### What is needed:
Please write out the records below word for word, leaving out the pictures.

### Provided records:
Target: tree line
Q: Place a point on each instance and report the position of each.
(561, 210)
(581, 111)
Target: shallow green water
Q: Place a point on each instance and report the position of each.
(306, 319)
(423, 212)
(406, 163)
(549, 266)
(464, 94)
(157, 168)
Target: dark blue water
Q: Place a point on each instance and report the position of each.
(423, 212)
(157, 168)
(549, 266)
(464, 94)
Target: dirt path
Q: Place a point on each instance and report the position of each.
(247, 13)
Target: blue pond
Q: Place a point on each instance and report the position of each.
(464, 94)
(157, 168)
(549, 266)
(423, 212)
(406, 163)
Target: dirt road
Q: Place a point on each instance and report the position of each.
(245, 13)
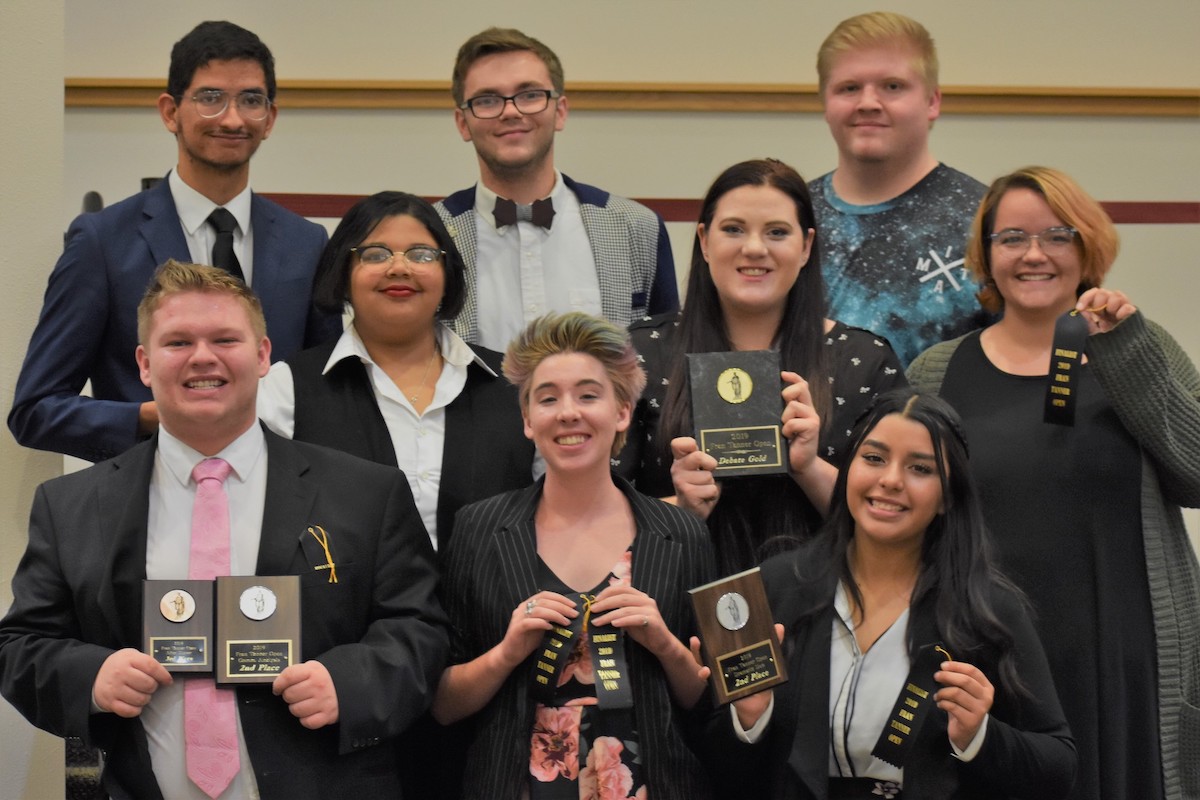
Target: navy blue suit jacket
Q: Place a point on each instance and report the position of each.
(88, 326)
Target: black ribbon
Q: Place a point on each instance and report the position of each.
(605, 649)
(1066, 358)
(912, 707)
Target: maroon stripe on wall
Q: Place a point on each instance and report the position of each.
(683, 210)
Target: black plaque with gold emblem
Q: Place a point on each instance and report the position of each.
(258, 627)
(736, 408)
(737, 635)
(177, 624)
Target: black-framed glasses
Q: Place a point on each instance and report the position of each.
(489, 107)
(418, 254)
(1051, 240)
(213, 102)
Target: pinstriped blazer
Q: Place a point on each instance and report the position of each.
(629, 242)
(491, 565)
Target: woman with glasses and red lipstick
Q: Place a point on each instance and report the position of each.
(399, 386)
(1084, 422)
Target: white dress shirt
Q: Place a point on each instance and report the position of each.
(168, 545)
(863, 690)
(526, 271)
(193, 210)
(417, 438)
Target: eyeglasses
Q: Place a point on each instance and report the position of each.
(213, 102)
(418, 254)
(489, 107)
(1051, 240)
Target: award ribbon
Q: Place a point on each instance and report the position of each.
(912, 707)
(1066, 356)
(606, 651)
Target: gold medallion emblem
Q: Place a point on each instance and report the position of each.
(735, 385)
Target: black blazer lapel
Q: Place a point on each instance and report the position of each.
(516, 546)
(807, 711)
(123, 495)
(289, 499)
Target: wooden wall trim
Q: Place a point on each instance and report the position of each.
(760, 98)
(688, 210)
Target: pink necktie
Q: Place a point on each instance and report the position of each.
(210, 727)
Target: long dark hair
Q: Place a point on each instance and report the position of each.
(331, 283)
(958, 576)
(702, 326)
(744, 528)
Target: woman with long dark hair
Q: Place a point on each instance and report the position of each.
(892, 612)
(755, 284)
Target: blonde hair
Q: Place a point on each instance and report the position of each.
(177, 277)
(501, 40)
(880, 29)
(576, 332)
(1098, 241)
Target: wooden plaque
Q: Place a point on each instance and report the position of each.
(736, 409)
(737, 633)
(258, 627)
(177, 624)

### Output below:
Target: tree line
Q: Place a point on each instance and report the position of each.
(561, 210)
(581, 111)
Target: shallow green water
Q: Place a point on each instance and report the position of each.
(306, 319)
(423, 212)
(406, 163)
(549, 266)
(464, 94)
(157, 168)
Target: dark blue water
Q: Place a point on each instance and report the position of each.
(423, 212)
(157, 168)
(549, 266)
(464, 94)
Target: dirt path
Q: Place a point on each instance and report the position of each.
(247, 13)
Target: blue pond
Q: Place a point on each instance and report the position of each.
(464, 94)
(157, 168)
(549, 266)
(423, 212)
(406, 163)
Target: dirt road
Q: Place a point on each instance and report the position of each.
(245, 13)
Target: navy blue suit jacket
Q: Place a point on each instance and report the position of each.
(88, 326)
Target: black ribbon
Q: Place a point on each instance and report the position of each.
(605, 649)
(1066, 358)
(912, 707)
Target: maroon stripe on wall
Q: Place a point on each instance and report the position of each.
(683, 210)
Target: black plaque with gold emblem
Q: Place a point on each instance and report the position of each.
(258, 627)
(736, 408)
(737, 635)
(177, 624)
Target: black-framed glasses
Q: Place a point on each instance and report the position of each.
(489, 107)
(418, 254)
(1051, 240)
(213, 102)
Target: pinstriped blazer
Q: Place a point on each instance and report the position of each.
(629, 242)
(491, 565)
Target: woman with glasses and red lipstick
Q: Place a point on each instance and report the position of each.
(399, 386)
(1084, 422)
Target: white dress shirt
Q: Place a point on each instance and report the position of each.
(168, 545)
(863, 690)
(526, 271)
(193, 210)
(417, 438)
Target: eyeglasses
Q: Place a point on each instance and report the position of each.
(213, 102)
(418, 254)
(489, 107)
(1051, 240)
Target: award ribbon
Q: Place a point on each instance and report the position of each.
(912, 707)
(1066, 356)
(606, 651)
Target: gold medallion emblem
Q: Place a point on each instance and report the position of each.
(735, 385)
Target: black blazer lapel
Q: Place a point on each instance and report the position of each.
(516, 546)
(807, 711)
(123, 495)
(289, 499)
Target: wooden wall trim
Q: Place a point on each instance and report the position of each.
(760, 98)
(688, 210)
Target: pink necktie
Q: Place a point on each instance and report the position of each.
(210, 727)
Target: long dark hair
Q: Place a point on each instance and report the position of each.
(331, 283)
(958, 576)
(702, 326)
(744, 528)
Target: woman with long dark hair
Q: Place a point on each instance and report the position of each.
(892, 612)
(755, 284)
Target: blonde hair
Q: Place a point on each instance and report the position of each.
(177, 277)
(501, 40)
(880, 29)
(576, 332)
(1098, 241)
Target: wooden plaque
Q: Place a point on each instance and report the position of each.
(736, 409)
(737, 633)
(258, 627)
(177, 624)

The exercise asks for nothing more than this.